*REQUIRED WORK*. Copy out all the entries exactly.

*STORED ROWS*.
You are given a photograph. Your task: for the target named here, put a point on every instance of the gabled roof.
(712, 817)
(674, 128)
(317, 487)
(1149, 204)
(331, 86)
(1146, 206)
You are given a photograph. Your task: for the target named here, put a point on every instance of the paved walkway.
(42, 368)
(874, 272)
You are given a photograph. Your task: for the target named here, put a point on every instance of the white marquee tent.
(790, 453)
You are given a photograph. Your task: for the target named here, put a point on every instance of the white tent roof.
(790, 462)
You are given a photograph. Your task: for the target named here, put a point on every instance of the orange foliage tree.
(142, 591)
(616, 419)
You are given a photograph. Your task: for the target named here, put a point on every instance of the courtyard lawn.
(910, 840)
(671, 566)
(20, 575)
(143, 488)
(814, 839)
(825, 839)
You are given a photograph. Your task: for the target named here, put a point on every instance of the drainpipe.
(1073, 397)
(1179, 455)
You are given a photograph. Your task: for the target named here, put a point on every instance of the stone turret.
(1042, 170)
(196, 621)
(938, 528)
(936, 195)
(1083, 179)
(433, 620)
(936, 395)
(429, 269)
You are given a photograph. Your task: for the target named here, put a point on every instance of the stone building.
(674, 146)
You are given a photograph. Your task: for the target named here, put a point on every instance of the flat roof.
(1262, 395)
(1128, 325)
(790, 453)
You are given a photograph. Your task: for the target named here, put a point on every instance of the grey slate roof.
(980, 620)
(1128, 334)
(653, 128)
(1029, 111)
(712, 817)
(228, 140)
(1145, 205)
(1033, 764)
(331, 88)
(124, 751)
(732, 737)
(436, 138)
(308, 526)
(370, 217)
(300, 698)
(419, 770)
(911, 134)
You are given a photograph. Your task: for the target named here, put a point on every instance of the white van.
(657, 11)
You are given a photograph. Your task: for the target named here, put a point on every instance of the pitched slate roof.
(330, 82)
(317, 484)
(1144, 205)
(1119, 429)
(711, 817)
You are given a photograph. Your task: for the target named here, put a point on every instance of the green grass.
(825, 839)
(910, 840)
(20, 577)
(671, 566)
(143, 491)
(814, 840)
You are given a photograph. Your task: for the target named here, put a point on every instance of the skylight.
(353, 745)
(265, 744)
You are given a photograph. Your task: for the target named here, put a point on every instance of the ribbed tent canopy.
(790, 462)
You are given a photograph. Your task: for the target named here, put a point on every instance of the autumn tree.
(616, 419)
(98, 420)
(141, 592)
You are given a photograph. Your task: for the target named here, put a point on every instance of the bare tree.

*SOLVED EXERCISE*.
You are given a photograph. Your task: for the target named here, put a point on every instance of the gabled roof.
(712, 817)
(674, 128)
(317, 487)
(1149, 204)
(331, 86)
(1146, 206)
You are given a photograph. Your task: for the target named here, put a point on every instance of the paved walkway.
(42, 368)
(874, 272)
You are given a photograph. Your task: for the target named here, put a point on every instance of the white marquee tent.
(790, 453)
You are given a photograph. Your task: for the target named here, put a point on every instance of the white tent roof.
(790, 462)
You are given a photograph. Your task: for the target named here, put a point on every instance of the orange foliage tree.
(142, 591)
(616, 419)
You are given a photograph. Your task: for the target named here, put a point on every instance of the courtyard lawn.
(910, 840)
(671, 566)
(20, 575)
(143, 488)
(814, 839)
(825, 839)
You are given a photograph. Your task: for the target named here, put a point on every instance of the drainpipe.
(1073, 397)
(1179, 455)
You are given a photograph. Your task: for the target named here, put a point on every instance of the stone turret.
(1042, 170)
(196, 621)
(938, 528)
(936, 195)
(1083, 179)
(433, 620)
(936, 395)
(429, 269)
You are given a photograph. Your task: for the target named here, put a point on every instance of the stone building.
(674, 146)
You are given a photograph. Your task: for the target named here, put a point on every instance of the flat roof.
(1262, 395)
(1128, 325)
(790, 453)
You are given a photograph. Your task: for the target named here, put a point on every instance of the grey slate roof.
(980, 620)
(1128, 334)
(653, 128)
(1029, 111)
(712, 817)
(228, 140)
(1145, 205)
(1033, 764)
(331, 88)
(124, 751)
(732, 737)
(436, 138)
(308, 526)
(370, 217)
(300, 698)
(419, 770)
(911, 134)
You are given a photograph. Your task: for the target named here, put a point on every instance of the white van.
(657, 11)
You are given a photograph. Your task: for the target named here, put a point on every instance of the pitched slate roof.
(330, 82)
(317, 484)
(1144, 205)
(1119, 429)
(711, 817)
You are given a photograph. Your task: for the target named here, put a point on every instance of the green grass.
(825, 839)
(910, 840)
(20, 577)
(671, 566)
(143, 491)
(814, 840)
You are given a photograph. Your task: for the target named here, put a point on every instance of the skylight.
(353, 745)
(265, 744)
You are given a photograph. Your task: for the target named here, put a point on every instance of the ribbed tent canopy.
(790, 462)
You are given a photograph. Your task: for the target named here, put a point on every instance of the autumn tree.
(616, 419)
(98, 420)
(141, 592)
You are given a photograph. Your task: for the target named here, put a point on every instance of the bare tree.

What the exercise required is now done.